- Required task -
Put every line of the rows below into a numbered list, leaving out any blank lines.

- Dataset content -

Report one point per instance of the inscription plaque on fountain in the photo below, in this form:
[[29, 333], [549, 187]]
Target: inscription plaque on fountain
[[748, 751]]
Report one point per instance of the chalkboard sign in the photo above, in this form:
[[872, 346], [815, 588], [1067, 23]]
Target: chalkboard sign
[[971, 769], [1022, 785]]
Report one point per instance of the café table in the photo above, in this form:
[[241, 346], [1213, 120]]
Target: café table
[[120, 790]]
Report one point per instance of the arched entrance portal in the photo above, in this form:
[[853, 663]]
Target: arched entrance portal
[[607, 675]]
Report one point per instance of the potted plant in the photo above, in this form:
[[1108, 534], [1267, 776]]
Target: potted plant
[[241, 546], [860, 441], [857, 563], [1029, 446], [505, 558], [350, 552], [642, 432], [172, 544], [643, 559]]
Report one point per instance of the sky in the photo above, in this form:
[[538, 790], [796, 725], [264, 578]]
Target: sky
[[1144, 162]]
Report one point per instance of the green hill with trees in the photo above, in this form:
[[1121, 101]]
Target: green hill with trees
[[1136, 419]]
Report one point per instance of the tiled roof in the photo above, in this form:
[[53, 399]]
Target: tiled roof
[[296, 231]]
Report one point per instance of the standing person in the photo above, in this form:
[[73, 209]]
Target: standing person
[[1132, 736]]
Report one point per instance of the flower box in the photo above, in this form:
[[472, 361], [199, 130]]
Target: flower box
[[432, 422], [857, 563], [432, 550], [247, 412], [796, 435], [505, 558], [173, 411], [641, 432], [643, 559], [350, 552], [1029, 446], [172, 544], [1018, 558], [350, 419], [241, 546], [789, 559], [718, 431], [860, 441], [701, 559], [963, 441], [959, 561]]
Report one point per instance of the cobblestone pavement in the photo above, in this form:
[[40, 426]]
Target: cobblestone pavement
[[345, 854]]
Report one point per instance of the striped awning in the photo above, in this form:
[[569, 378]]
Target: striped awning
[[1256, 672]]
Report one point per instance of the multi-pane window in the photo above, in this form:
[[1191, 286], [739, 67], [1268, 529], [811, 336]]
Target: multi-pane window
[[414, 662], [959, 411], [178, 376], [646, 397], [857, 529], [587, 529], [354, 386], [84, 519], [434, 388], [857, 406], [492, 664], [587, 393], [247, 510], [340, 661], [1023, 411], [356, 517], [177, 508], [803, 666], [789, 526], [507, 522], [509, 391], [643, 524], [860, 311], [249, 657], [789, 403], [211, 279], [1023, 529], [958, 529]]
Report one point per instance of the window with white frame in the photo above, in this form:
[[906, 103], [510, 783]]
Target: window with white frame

- Full response -
1. Report one point per instance of the inscription plaque on fountain in the photo below, in this form:
2. [[29, 333], [549, 187]]
3. Target: inscription plaque on fountain
4. [[748, 751]]
5. Report one point per instance of the chalkboard sign in the photo above, in this form:
6. [[872, 346], [815, 588], [1067, 23]]
7. Target: chalkboard sign
8. [[971, 769], [1022, 785]]
9. Report one point per instance of the café table in the photo above, in this form:
10. [[241, 346], [1213, 120]]
11. Target: café table
12. [[120, 790]]
13. Report one point per instance of the arched entrance portal in the photo above, in this form:
14. [[853, 663]]
15. Target: arched entrance portal
16. [[607, 675]]
17. Report one point per instance of the potted plant in the photo above, in this form:
18. [[1108, 534], [1267, 776]]
19. Target: potted plant
20. [[241, 546], [860, 441], [857, 563], [1029, 446], [505, 558], [350, 552], [642, 432], [172, 544], [643, 559]]
21. Report one point per instance of the sky in the photo above, in this form:
22. [[538, 790], [796, 725], [264, 578]]
23. Target: sky
24. [[1144, 162]]
25. Report one point per instance of the green hill with trees in the photo above, in this form:
26. [[1121, 101]]
27. Target: green hill with trees
28. [[1136, 419]]
29. Report one point per instance of the tiled roof in the photo above, in this form:
30. [[53, 399]]
31. Target: tiled roof
32. [[296, 231]]
33. Report one point per instance of the standing person in the photo above, in this form:
34. [[73, 209]]
35. Target: standing person
36. [[1132, 736]]
37. Report one point per instance of the flower box in the photo above, in this form:
38. [[472, 361], [199, 130]]
39. Target: flower box
40. [[432, 422], [857, 563], [432, 550], [247, 412], [796, 435], [505, 558], [173, 411], [641, 432], [643, 559], [350, 552], [1029, 446], [172, 544], [1018, 558], [350, 419], [241, 546], [789, 559], [718, 431], [860, 441], [701, 559], [963, 441], [959, 561]]
41. Report one point per instance of the cobblestone pavement in the photo above, in this form:
42. [[40, 426]]
43. Target: cobblestone pavement
44. [[345, 854]]
45. Report one point per instance of the striped awning in the photo above, in this form:
46. [[569, 378]]
47. Target: striped awning
48. [[1256, 672]]
49. Report one point per instance of the multi-pane window in the photo above, in this form:
50. [[1191, 286], [739, 67], [1268, 529], [811, 336]]
51. Target: multi-pane window
52. [[414, 662], [959, 411], [178, 376], [646, 397], [857, 529], [587, 529], [354, 386], [84, 519], [434, 388], [857, 406], [492, 664], [587, 393], [247, 510], [340, 661], [1023, 411], [356, 517], [177, 508], [803, 666], [789, 526], [507, 522], [509, 391], [643, 524], [860, 311], [249, 657], [789, 403], [211, 279], [1023, 529], [958, 529]]
53. Report one point per instance of the window with white frame in the photo above, in this form:
54. [[906, 103], [510, 783]]
55. Target: window with white frame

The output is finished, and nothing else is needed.